Go through the listing and pick out each line with the word "positive" in it.

= Data extracts =
* * *
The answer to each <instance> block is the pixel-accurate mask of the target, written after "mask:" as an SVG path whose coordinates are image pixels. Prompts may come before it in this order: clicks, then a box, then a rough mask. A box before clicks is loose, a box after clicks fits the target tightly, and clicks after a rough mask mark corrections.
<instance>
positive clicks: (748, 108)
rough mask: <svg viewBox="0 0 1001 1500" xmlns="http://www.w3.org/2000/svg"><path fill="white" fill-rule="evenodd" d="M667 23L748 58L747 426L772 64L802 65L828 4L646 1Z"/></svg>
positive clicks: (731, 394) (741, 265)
* * *
= Task solution =
positive clicks: (748, 108)
positive clicks: (731, 394) (741, 265)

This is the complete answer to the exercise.